Extract to read:
________________

Post by sunbeam777 on Nov 28, 2011 14:23:52 GMT -5
SEC-Citi Pact Rejected by Judge Rakoff
By CHAD BRAY And JEAN EAGLESHAM
NEW YORK—A federal judge who has sharply criticized the Securities and Exchange Commission's approach to settling securities cases has rejected a $285 million settlement with Citigroup Inc. over a mortgage-bond deal.
JUDGE JED S. RAKOFF
In an order Monday, U.S. District Judge Jed S. Rakoff said the regulator, by not forcing the bank to admit to wrongdoing, failed to provide him with "a framework for determining" if the agreement is appropriate.
"The SEC's long-standing policy—hallowed by history, but not by reason—of allowing defendants to enter into consent judgments without admitting or denying the underlying allegations, deprives the court of even the most minimal assurance that the substantial injunctive relief it is being asked to impose has any basis in fact," the judge said.
Earlier this year, the SEC accused Citigroup of failing to disclose to investors its role in selecting underlying investments in the $1 billion mortgage-bond deal called Class V Funding III—or that it retained a "short" position betting against those assets.
On Monday, the judge consolidated the Citigroup lawsuit with a separate but related case brought by the SEC against a former Citigroup employee who allegedly was the principal employee responsible for overseeing the deal's structure. He set the consolidated case for trial on July 16, 2012.
A Citigroup spokeswoman declined to comment Monday, saying the bank would have no comment until it had reviewed the order. The SEC didn't immediately have a comment when reached Monday.
The SEC has argued in part that it has been able to reach settlements and avoid protracted litigation in the past by not requiring an admission of wrongdoing.
At a hearing earlier this month, Matthew T. Martens, chief litigation counsel in the SEC's enforcement division, said the regulator has settled cases in a similar fashion to the Citigroup pact for nearly 40 years in order to avoid having the company later deny to the public that it had committed such activity.
However, Judge Rakoff is critical of that approach, saying the public interest requires a fuller understanding the facts.
"In much of the world, propaganda reigns, and truth is confined to secretive, fearful whispers. Even in our nation, apologists for suppressing or obscuring the truth may always be found," the judge said in his order Monday. "But the SEC, of all agencies, has a duty, inherent in its statutory mission, to see that the truth emerges; and if fails to do so, this court must not, in the name of deference or convenience, grant judicial enforcement to the agency's contrivances."
The judge's decision isn't dissimilar from prior cases he has handled involving the SEC.
In 2010, the judge reluctantly approved a revised settlement between Bank of America Corp. and the SEC over the bank's disclosures before its acquisition of Merrill Lynch after the pact was increased to $150 million and he received more information about the decision-making process behind the merger disclosures.

________________

Information given:
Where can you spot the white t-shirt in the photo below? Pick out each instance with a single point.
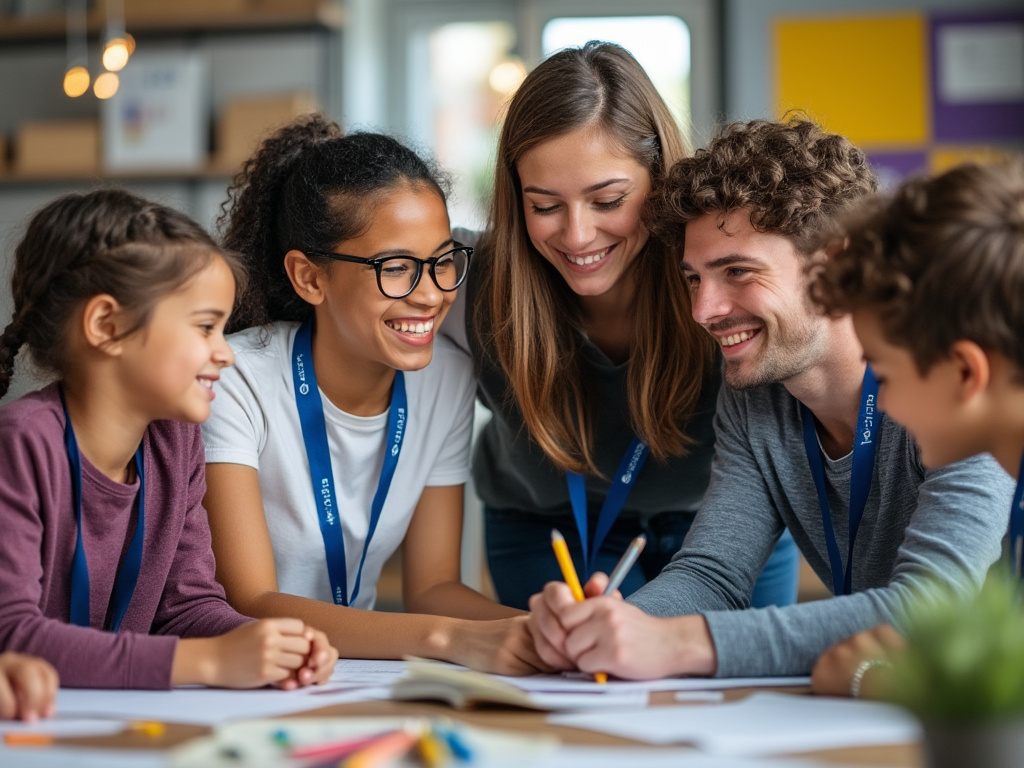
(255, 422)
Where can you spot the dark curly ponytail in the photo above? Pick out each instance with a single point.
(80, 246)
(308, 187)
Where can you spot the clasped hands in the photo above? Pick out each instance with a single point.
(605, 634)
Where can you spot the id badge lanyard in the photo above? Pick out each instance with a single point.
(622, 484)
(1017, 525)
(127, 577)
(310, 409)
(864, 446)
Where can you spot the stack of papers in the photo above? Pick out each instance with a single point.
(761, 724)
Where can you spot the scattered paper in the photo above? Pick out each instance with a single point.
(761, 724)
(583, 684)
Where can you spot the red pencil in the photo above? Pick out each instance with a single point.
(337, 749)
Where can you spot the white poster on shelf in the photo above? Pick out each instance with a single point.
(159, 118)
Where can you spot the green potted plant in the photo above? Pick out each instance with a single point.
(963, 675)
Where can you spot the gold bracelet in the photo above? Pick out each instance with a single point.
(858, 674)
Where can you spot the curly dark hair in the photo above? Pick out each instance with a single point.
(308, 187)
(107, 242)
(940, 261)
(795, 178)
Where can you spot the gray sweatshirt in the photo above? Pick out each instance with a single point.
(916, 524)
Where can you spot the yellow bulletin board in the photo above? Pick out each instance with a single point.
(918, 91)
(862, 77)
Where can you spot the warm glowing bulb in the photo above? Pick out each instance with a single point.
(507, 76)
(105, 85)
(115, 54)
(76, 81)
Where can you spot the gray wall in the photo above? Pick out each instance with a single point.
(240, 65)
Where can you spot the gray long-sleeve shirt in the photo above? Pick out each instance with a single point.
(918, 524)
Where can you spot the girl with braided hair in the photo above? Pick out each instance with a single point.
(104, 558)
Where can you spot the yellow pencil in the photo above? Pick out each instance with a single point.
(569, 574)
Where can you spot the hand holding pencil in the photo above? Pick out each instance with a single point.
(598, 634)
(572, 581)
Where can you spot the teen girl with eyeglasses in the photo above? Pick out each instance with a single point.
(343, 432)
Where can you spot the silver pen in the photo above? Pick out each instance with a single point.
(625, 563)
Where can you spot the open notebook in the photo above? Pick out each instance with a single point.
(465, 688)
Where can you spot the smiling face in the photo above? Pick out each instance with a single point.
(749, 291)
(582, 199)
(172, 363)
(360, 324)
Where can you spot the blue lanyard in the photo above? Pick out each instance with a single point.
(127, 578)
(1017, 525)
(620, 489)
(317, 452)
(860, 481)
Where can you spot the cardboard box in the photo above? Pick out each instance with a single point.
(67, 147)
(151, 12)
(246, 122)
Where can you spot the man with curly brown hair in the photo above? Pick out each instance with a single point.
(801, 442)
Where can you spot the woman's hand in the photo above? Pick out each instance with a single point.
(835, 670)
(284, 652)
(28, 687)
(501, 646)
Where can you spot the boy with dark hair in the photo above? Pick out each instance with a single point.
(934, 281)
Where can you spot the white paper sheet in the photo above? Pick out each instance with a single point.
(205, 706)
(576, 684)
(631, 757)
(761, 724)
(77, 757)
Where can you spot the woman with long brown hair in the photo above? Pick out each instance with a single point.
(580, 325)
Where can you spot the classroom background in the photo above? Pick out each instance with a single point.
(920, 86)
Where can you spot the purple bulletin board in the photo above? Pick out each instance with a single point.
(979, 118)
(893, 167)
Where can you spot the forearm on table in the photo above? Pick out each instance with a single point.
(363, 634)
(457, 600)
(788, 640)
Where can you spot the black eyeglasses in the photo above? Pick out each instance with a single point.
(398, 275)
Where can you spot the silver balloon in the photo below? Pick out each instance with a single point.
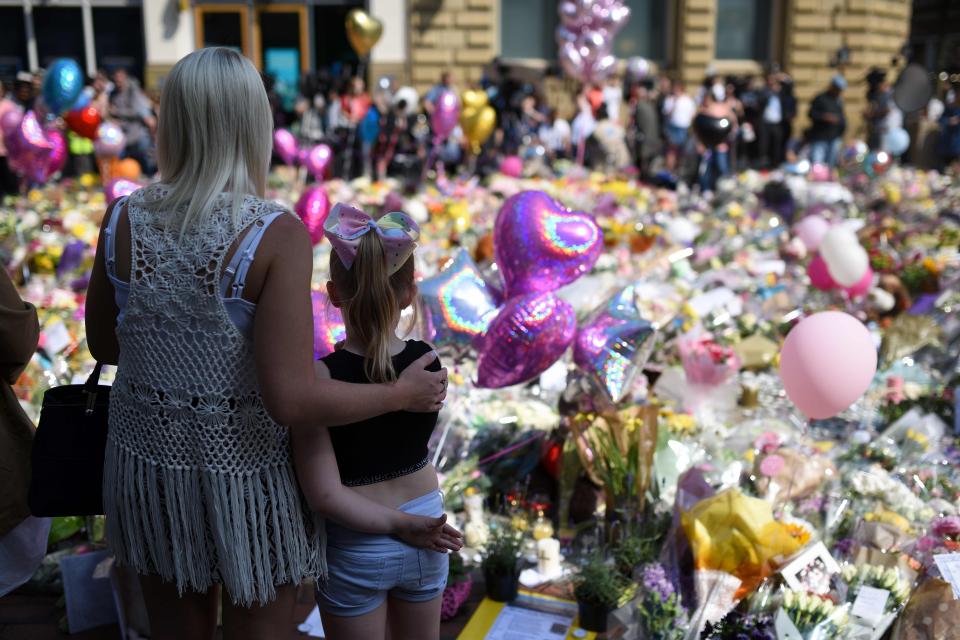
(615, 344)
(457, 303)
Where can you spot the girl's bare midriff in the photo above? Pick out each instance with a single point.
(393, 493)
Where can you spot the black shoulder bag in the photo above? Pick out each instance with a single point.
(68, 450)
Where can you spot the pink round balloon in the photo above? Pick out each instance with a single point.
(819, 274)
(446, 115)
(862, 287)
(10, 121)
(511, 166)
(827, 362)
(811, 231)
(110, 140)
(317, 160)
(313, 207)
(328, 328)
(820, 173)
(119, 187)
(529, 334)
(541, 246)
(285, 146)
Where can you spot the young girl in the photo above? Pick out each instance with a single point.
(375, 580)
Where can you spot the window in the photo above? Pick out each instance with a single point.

________________

Given request A:
Based on the article about Judge Rakoff's rejection of the SEC-Citigroup settlement, answer yes or no for each statement and quote the deciding words. (i) The settlement the judge rejected was worth $285 million. (ii) The SEC commented immediately when reached Monday. (iii) In 2010 the judge refused the Bank of America settlement outright.
Given request B:
Rewrite the entries starting at the line that contains "Where can you spot the silver balloon" and ending at the last of the entries. Replace "young girl" with "small child", keep everything else the same, and omit the pictures.

Complete output A:
(i) Yes: "has rejected a $285 million settlement with Citigroup Inc."
(ii) No: "The SEC didn't immediately have a comment when reached Monday."
(iii) No: "the judge reluctantly approved a revised settlement between Bank of America Corp. and the SEC"

Complete output B:
Where can you spot the silver balloon in the photo below? Pick out each instance with a single point.
(615, 344)
(457, 303)
Where can you spot the girl's bare midriff in the photo above? Pick out each instance with a single point.
(393, 493)
Where can you spot the black shoulder bag in the photo above? Pick out each instance with a single point.
(68, 450)
Where can you spot the pink round balloon in the photo above? Pick out each instance with a single point.
(819, 274)
(446, 115)
(862, 287)
(10, 121)
(511, 166)
(827, 362)
(811, 231)
(110, 140)
(317, 160)
(313, 207)
(328, 328)
(820, 173)
(119, 187)
(529, 334)
(541, 246)
(285, 146)
Where can you spot the small child in the photo above? Pick out each instance with a single point.
(375, 580)
Where can you spot the window in the photo above? Pick out each instance with a single point.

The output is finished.